Convert the lines below into a JSON array of strings, with one string per line and blank lines omitted.

- [Materials provided]:

-- BEGIN --

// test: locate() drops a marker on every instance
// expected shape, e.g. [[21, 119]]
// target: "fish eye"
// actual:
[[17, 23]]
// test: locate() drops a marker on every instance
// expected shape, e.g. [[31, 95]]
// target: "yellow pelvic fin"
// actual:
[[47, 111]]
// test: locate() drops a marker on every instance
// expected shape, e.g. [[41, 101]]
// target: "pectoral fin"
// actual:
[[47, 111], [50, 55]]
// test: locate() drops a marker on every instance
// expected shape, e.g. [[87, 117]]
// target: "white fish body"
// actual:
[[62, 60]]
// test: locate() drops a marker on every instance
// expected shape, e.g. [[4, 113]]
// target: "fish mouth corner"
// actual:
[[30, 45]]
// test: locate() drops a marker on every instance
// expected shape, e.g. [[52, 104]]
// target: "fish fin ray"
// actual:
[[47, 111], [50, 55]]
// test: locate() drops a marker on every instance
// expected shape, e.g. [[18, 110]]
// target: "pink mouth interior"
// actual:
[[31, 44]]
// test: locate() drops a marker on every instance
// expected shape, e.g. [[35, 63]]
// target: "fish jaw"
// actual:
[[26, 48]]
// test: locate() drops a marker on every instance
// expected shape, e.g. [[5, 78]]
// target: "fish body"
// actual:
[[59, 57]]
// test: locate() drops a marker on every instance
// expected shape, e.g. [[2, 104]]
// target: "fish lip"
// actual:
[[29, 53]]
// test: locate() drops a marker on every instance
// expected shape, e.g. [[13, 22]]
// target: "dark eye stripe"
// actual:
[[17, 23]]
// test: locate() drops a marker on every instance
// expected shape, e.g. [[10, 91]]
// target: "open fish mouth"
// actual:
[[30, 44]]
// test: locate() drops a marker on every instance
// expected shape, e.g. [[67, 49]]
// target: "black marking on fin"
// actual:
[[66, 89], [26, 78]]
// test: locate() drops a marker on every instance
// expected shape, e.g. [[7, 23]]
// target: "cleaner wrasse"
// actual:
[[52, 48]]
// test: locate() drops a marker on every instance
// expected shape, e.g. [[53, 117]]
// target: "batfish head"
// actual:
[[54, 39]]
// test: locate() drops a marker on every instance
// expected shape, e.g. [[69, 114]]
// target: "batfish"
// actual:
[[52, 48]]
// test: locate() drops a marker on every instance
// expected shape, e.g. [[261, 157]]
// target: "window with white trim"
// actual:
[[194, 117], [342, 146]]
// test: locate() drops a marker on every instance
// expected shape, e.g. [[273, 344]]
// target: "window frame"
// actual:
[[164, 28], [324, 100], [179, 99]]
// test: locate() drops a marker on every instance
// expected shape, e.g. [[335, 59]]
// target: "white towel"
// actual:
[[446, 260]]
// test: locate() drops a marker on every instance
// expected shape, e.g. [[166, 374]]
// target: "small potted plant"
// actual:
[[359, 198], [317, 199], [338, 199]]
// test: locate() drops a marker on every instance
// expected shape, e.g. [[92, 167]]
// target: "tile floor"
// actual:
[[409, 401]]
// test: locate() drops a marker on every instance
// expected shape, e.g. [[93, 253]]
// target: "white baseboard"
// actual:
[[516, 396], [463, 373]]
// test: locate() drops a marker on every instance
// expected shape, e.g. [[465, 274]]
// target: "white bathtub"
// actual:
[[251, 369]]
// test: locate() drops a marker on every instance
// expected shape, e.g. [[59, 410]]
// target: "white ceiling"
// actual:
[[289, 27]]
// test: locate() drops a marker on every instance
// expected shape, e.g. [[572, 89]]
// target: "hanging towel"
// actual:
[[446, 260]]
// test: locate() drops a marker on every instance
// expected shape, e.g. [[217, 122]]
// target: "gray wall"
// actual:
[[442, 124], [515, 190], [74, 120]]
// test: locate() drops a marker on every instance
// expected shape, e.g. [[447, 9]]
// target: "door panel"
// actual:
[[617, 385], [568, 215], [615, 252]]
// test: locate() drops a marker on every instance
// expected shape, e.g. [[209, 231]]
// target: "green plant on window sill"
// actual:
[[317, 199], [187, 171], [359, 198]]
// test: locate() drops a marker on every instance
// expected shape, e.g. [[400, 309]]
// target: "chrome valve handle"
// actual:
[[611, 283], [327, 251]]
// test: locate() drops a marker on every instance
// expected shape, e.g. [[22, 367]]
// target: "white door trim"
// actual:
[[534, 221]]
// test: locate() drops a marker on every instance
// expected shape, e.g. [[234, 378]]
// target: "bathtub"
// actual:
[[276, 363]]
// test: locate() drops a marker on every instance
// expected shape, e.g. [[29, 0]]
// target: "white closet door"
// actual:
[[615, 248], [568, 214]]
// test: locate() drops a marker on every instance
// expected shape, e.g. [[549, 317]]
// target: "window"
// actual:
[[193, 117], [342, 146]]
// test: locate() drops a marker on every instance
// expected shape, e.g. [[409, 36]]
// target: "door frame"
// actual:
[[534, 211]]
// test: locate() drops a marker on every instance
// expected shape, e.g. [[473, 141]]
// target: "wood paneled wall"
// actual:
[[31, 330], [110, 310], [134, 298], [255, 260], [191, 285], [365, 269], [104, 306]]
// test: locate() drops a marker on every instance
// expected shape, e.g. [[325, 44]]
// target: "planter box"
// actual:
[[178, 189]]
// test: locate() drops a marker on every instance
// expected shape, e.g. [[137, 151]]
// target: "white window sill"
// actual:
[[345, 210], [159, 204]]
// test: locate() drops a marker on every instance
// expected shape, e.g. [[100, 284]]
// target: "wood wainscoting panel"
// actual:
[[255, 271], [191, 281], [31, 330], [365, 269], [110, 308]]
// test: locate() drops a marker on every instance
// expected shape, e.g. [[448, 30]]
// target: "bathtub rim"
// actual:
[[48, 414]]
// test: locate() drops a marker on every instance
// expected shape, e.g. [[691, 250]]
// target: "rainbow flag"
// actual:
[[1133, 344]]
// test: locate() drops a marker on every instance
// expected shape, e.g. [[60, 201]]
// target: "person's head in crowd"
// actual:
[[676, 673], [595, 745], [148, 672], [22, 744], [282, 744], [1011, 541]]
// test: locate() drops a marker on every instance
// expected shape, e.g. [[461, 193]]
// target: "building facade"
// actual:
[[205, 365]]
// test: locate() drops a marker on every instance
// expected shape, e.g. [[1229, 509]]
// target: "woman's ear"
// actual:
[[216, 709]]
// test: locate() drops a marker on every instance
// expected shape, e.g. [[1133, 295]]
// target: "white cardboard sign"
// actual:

-- END --

- [Solution to this problem]:
[
  "// test: locate() drops a marker on every instance",
  "// expected shape, e.g. [[21, 119]]",
  "// target: \"fish eye\"",
  "// actual:",
  "[[17, 23]]",
  "// test: locate() drops a marker on every instance",
  "// expected shape, e.g. [[31, 95]]",
  "// target: \"yellow pelvic fin\"",
  "// actual:",
  "[[47, 111]]",
  "// test: locate() drops a marker on every instance",
  "// expected shape, e.g. [[41, 101]]",
  "// target: \"pectoral fin\"",
  "// actual:",
  "[[47, 111], [50, 55]]",
  "// test: locate() drops a marker on every instance",
  "// expected shape, e.g. [[87, 117]]",
  "// target: \"white fish body\"",
  "// actual:",
  "[[62, 60]]",
  "// test: locate() drops a marker on every instance",
  "// expected shape, e.g. [[4, 113]]",
  "// target: \"fish mouth corner\"",
  "// actual:",
  "[[30, 45]]",
  "// test: locate() drops a marker on every instance",
  "// expected shape, e.g. [[52, 104]]",
  "// target: \"fish fin ray\"",
  "// actual:",
  "[[47, 111], [50, 55]]",
  "// test: locate() drops a marker on every instance",
  "// expected shape, e.g. [[18, 110]]",
  "// target: \"pink mouth interior\"",
  "// actual:",
  "[[31, 44]]",
  "// test: locate() drops a marker on every instance",
  "// expected shape, e.g. [[35, 63]]",
  "// target: \"fish jaw\"",
  "// actual:",
  "[[26, 48]]",
  "// test: locate() drops a marker on every instance",
  "// expected shape, e.g. [[5, 78]]",
  "// target: \"fish body\"",
  "// actual:",
  "[[59, 57]]",
  "// test: locate() drops a marker on every instance",
  "// expected shape, e.g. [[2, 104]]",
  "// target: \"fish lip\"",
  "// actual:",
  "[[29, 53]]",
  "// test: locate() drops a marker on every instance",
  "// expected shape, e.g. [[13, 22]]",
  "// target: \"dark eye stripe\"",
  "// actual:",
  "[[17, 23]]",
  "// test: locate() drops a marker on every instance",
  "// expected shape, e.g. [[10, 91]]",
  "// target: \"open fish mouth\"",
  "// actual:",
  "[[30, 44]]",
  "// test: locate() drops a marker on every instance",
  "// expected shape, e.g. [[67, 49]]",
  "// target: \"black marking on fin\"",
  "// actual:",
  "[[66, 89], [26, 78]]",
  "// test: locate() drops a marker on every instance",
  "// expected shape, e.g. [[7, 23]]",
  "// target: \"cleaner wrasse\"",
  "// actual:",
  "[[52, 48]]",
  "// test: locate() drops a marker on every instance",
  "// expected shape, e.g. [[53, 117]]",
  "// target: \"batfish head\"",
  "// actual:",
  "[[54, 39]]",
  "// test: locate() drops a marker on every instance",
  "// expected shape, e.g. [[69, 114]]",
  "// target: \"batfish\"",
  "// actual:",
  "[[52, 48]]",
  "// test: locate() drops a marker on every instance",
  "// expected shape, e.g. [[261, 157]]",
  "// target: \"window with white trim\"",
  "// actual:",
  "[[194, 117], [342, 146]]",
  "// test: locate() drops a marker on every instance",
  "// expected shape, e.g. [[273, 344]]",
  "// target: \"window frame\"",
  "// actual:",
  "[[164, 28], [324, 100], [179, 99]]",
  "// test: locate() drops a marker on every instance",
  "// expected shape, e.g. [[335, 59]]",
  "// target: \"white towel\"",
  "// actual:",
  "[[446, 260]]",
  "// test: locate() drops a marker on every instance",
  "// expected shape, e.g. [[166, 374]]",
  "// target: \"small potted plant\"",
  "// actual:",
  "[[359, 198], [317, 199], [338, 199]]",
  "// test: locate() drops a marker on every instance",
  "// expected shape, e.g. [[92, 167]]",
  "// target: \"tile floor\"",
  "// actual:",
  "[[409, 401]]",
  "// test: locate() drops a marker on every instance",
  "// expected shape, e.g. [[93, 253]]",
  "// target: \"white baseboard\"",
  "// actual:",
  "[[516, 396], [463, 373]]",
  "// test: locate() drops a marker on every instance",
  "// expected shape, e.g. [[465, 274]]",
  "// target: \"white bathtub\"",
  "// actual:",
  "[[251, 369]]",
  "// test: locate() drops a marker on every instance",
  "// expected shape, e.g. [[59, 410]]",
  "// target: \"white ceiling\"",
  "// actual:",
  "[[289, 27]]",
  "// test: locate() drops a marker on every instance",
  "// expected shape, e.g. [[572, 89]]",
  "// target: \"hanging towel\"",
  "// actual:",
  "[[446, 260]]",
  "// test: locate() drops a marker on every instance",
  "// expected shape, e.g. [[217, 122]]",
  "// target: \"gray wall\"",
  "// actual:",
  "[[442, 124], [515, 190], [74, 120]]",
  "// test: locate() drops a marker on every instance",
  "// expected shape, e.g. [[447, 9]]",
  "// target: \"door panel\"",
  "// actual:",
  "[[617, 385], [568, 215], [615, 252]]",
  "// test: locate() drops a marker on every instance",
  "// expected shape, e.g. [[209, 231]]",
  "// target: \"green plant on window sill\"",
  "// actual:",
  "[[317, 199], [187, 171], [359, 198]]",
  "// test: locate() drops a marker on every instance",
  "// expected shape, e.g. [[400, 309]]",
  "// target: \"chrome valve handle\"",
  "// actual:",
  "[[611, 283], [327, 251]]",
  "// test: locate() drops a marker on every instance",
  "// expected shape, e.g. [[22, 367]]",
  "// target: \"white door trim\"",
  "// actual:",
  "[[534, 221]]",
  "// test: locate() drops a marker on every instance",
  "// expected shape, e.g. [[234, 378]]",
  "// target: \"bathtub\"",
  "// actual:",
  "[[276, 363]]",
  "// test: locate() drops a marker on every instance",
  "// expected shape, e.g. [[29, 0]]",
  "// target: \"white closet door\"",
  "// actual:",
  "[[615, 248], [568, 214]]",
  "// test: locate() drops a marker on every instance",
  "// expected shape, e.g. [[549, 317]]",
  "// target: \"window\"",
  "// actual:",
  "[[193, 117], [342, 146]]",
  "// test: locate() drops a marker on every instance",
  "// expected shape, e.g. [[409, 36]]",
  "// target: \"door frame\"",
  "// actual:",
  "[[534, 211]]",
  "// test: locate() drops a marker on every instance",
  "// expected shape, e.g. [[473, 141]]",
  "// target: \"wood paneled wall\"",
  "// actual:",
  "[[31, 330], [110, 310], [134, 298], [255, 260], [191, 285], [365, 269], [104, 306]]",
  "// test: locate() drops a marker on every instance",
  "// expected shape, e.g. [[325, 44]]",
  "// target: \"planter box\"",
  "// actual:",
  "[[178, 189]]",
  "// test: locate() drops a marker on every instance",
  "// expected shape, e.g. [[137, 151]]",
  "// target: \"white window sill\"",
  "// actual:",
  "[[345, 210], [159, 204]]",
  "// test: locate() drops a marker on every instance",
  "// expected shape, e.g. [[100, 284]]",
  "// target: \"wood wainscoting panel\"",
  "// actual:",
  "[[255, 271], [191, 281], [31, 330], [365, 269], [110, 308]]",
  "// test: locate() drops a marker on every instance",
  "// expected shape, e.g. [[448, 30]]",
  "// target: \"bathtub rim\"",
  "// actual:",
  "[[48, 414]]",
  "// test: locate() drops a marker on every instance",
  "// expected shape, e.g. [[691, 250]]",
  "// target: \"rainbow flag\"",
  "// actual:",
  "[[1133, 344]]",
  "// test: locate() drops a marker on every instance",
  "// expected shape, e.g. [[60, 201]]",
  "// target: \"person's head in crowd\"",
  "// actual:",
  "[[676, 673], [595, 745], [148, 672], [22, 744], [282, 744], [1011, 541]]",
  "// test: locate() drops a marker on every instance",
  "// expected shape, e.g. [[461, 193]]",
  "// target: \"building facade\"",
  "// actual:",
  "[[205, 365]]",
  "// test: locate() drops a marker on every instance",
  "// expected shape, e.g. [[1229, 509]]",
  "// target: \"woman's ear\"",
  "// actual:",
  "[[216, 709]]",
  "// test: locate() drops a marker on every instance",
  "// expected shape, e.g. [[1133, 295]]",
  "// target: \"white cardboard sign\"",
  "// actual:"
]